**Exercise:** Your task is to repeat the records exactly from the line containing "Return the outline of every instance of the **man" onward, through the final line.

**Provided records:**

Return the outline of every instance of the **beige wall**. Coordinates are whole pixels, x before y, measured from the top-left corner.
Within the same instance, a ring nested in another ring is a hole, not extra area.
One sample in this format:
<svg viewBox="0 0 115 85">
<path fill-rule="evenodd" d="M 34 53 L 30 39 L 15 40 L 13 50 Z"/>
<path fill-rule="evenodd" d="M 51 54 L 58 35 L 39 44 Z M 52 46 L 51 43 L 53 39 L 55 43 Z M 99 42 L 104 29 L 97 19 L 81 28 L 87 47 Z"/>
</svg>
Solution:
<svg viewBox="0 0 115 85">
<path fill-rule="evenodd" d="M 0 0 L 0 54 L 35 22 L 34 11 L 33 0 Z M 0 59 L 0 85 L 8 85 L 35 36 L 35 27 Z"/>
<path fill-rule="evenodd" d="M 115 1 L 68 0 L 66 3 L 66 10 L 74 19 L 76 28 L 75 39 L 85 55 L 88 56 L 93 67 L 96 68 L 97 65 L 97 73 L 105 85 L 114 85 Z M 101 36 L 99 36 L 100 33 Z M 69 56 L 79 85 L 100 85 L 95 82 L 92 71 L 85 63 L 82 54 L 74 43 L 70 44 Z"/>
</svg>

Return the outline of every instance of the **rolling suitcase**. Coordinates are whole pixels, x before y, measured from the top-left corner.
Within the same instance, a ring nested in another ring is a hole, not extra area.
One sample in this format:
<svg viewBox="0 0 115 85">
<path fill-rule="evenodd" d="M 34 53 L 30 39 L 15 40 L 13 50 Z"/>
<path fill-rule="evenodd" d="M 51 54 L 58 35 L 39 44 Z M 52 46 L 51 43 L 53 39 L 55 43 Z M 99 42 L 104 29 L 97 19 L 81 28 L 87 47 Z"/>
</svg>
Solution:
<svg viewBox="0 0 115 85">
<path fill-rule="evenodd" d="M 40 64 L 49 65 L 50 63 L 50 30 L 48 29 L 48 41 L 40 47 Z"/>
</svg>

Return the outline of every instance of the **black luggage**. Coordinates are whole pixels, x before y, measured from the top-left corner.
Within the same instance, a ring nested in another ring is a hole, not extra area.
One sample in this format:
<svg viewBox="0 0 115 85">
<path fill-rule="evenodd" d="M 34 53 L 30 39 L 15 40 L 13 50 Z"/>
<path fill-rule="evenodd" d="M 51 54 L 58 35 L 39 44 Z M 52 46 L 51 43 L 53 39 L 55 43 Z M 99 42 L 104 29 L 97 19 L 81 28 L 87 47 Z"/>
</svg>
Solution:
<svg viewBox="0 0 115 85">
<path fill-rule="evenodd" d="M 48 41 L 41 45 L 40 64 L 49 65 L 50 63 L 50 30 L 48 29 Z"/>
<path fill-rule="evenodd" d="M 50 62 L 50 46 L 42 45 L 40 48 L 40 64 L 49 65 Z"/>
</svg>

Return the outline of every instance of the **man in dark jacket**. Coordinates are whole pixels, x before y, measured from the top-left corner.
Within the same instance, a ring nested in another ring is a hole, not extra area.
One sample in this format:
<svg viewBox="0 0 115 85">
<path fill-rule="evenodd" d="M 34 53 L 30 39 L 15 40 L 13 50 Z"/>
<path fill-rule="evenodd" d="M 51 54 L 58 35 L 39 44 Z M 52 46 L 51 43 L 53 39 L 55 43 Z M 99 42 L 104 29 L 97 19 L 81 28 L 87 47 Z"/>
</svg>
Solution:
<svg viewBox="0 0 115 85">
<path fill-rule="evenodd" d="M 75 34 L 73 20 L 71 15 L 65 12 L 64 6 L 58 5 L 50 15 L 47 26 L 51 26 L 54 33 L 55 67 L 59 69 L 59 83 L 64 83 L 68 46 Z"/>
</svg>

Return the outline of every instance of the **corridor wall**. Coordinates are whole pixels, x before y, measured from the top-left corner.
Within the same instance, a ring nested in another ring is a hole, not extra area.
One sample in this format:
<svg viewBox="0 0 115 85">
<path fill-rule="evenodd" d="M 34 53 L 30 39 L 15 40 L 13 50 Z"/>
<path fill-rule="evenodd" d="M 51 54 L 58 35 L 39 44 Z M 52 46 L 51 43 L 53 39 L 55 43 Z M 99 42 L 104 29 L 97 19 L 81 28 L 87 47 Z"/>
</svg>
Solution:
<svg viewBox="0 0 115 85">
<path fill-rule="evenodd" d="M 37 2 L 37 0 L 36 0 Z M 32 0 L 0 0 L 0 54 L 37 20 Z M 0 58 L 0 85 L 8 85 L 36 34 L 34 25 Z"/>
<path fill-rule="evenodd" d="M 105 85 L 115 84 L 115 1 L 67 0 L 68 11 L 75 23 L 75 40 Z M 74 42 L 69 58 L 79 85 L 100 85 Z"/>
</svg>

**Solution to this task:**
Return the outline of every instance of the **man in dark jacket**. Coordinates are whole pixels, x before y, measured from the top-left corner.
Within the same instance, a ring nested in another ring is a hole, not extra area.
One sample in this format:
<svg viewBox="0 0 115 85">
<path fill-rule="evenodd" d="M 34 53 L 30 39 L 15 40 L 13 50 Z"/>
<path fill-rule="evenodd" d="M 51 54 L 58 35 L 39 44 Z M 52 46 L 51 43 L 53 39 L 55 43 Z M 99 42 L 104 29 L 97 19 L 81 28 L 87 47 Z"/>
</svg>
Solution:
<svg viewBox="0 0 115 85">
<path fill-rule="evenodd" d="M 75 34 L 73 20 L 71 15 L 65 12 L 64 6 L 58 5 L 50 15 L 47 26 L 51 26 L 54 33 L 55 67 L 59 69 L 59 83 L 64 83 L 68 46 Z"/>
</svg>

Return the outline of every instance of the **corridor wall**. Coordinates are whole pixels, x before y, measured from the top-left corner.
Within the same instance, a ring nested in another ring is a hole, not extra area.
One sample in this format:
<svg viewBox="0 0 115 85">
<path fill-rule="evenodd" d="M 34 53 L 30 39 L 15 40 L 13 50 Z"/>
<path fill-rule="evenodd" d="M 51 54 L 58 35 L 39 44 Z M 52 46 L 51 43 L 53 39 L 55 43 Z M 99 42 L 104 29 L 97 19 L 81 28 L 87 47 Z"/>
</svg>
Solution:
<svg viewBox="0 0 115 85">
<path fill-rule="evenodd" d="M 37 2 L 37 0 L 36 0 Z M 32 0 L 0 0 L 0 54 L 37 20 Z M 0 58 L 0 85 L 8 85 L 36 34 L 34 25 Z"/>
<path fill-rule="evenodd" d="M 105 85 L 115 84 L 115 1 L 67 0 L 68 11 L 75 23 L 75 40 Z M 74 42 L 69 58 L 79 85 L 100 85 Z"/>
</svg>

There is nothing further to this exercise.